D'après le texte sur Louis Marchand, répondez aux questions suivantes :
(a) Quels contemporains de Marchand le texte présente-t-il comme plus fréquentés de nos jours ?
(b) De quelle année date l'orgue Isnard ?
(c) Qui a réalisé la prise de son ?

Texte fourni:
====================

Marchand – Arakélian

Louis Marchand, l’original

Si au Grand Siècle, la figure de Louis Marchand dominait de sa stature le milieu des organistes, celle-ci semble de nos jours relativement moins fréquentée que celles de ses contemporains François Couperin ou Nicolas de Grigny. Peut-être la cohérence dont les livres d’orgue du parisien et du rémois sont marqués facilite-t-elle davantage l’accès à leurs pages. On aurait cependant tort de bouder les fulgurances et les traits de génie d’un compositeur au tempérament de feu. Emmanuel Arakélian a donc eu la main particulièrement heureuse en choisissant les pièces du flamboyant lyonnais, pour une entrée des plus remarquables par un enregistrement qui ne pourra que faire date, tant sa réalisation est marquée de bout en bout du sceau de l’excellence.

Emmanuel Arakélian a ciselé cet opus avec un soin d’orfèvre, réunissant non seulement un programme qui, en quatre-vingts minutes, dresse un grandiose panorama de l’œuvre de Marchand mais dotant également celui-ci d’une notice aussi sensible qu’instructive sur un compositeur tout auréolé de mystères et de légendes. Et pour servir son projet, il mobilise les deux plus beaux instruments qui soient : le prodigieux orgue Isnard (1774) dont il est l’heureux titulaire, à savoir celui de la Basilique Sainte-Marie-Madeleine de Saint-Maximin-La-Sainte-Baume d’une part et d’autre part le singulier clavecin du Château d’Assas avec lequel Scott Ross entretint une véritable relation d’amour. La juxtaposition des deux instruments est rarement réussie au disque, l’instrument à tuyaux écrasant trop souvent celui à cordes pincées. Il n’en est rien ici, la prise de son d’Hugues Deschaux se jouant avec maestria de tous les écueils techniques pour magnifier les sonorités et les restituer avec un grand naturel. Mieux encore, ceci nous invite à suivre Emmanuel Arakélian de façon encore plus confiante dans son projet : écouter tour à tour le grand Marchand de sa tribune, dans la sphère sociale, pour nous mener ensuite à celle plus intime de son intérieur, au salon.

====================

Entrées de données:
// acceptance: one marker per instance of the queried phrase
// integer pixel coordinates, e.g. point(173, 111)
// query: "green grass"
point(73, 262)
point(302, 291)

====================

Résultat obtenu:
(a) François Couperin et Nicolas de Grigny
(b) 1774
(c) Hugues Deschaux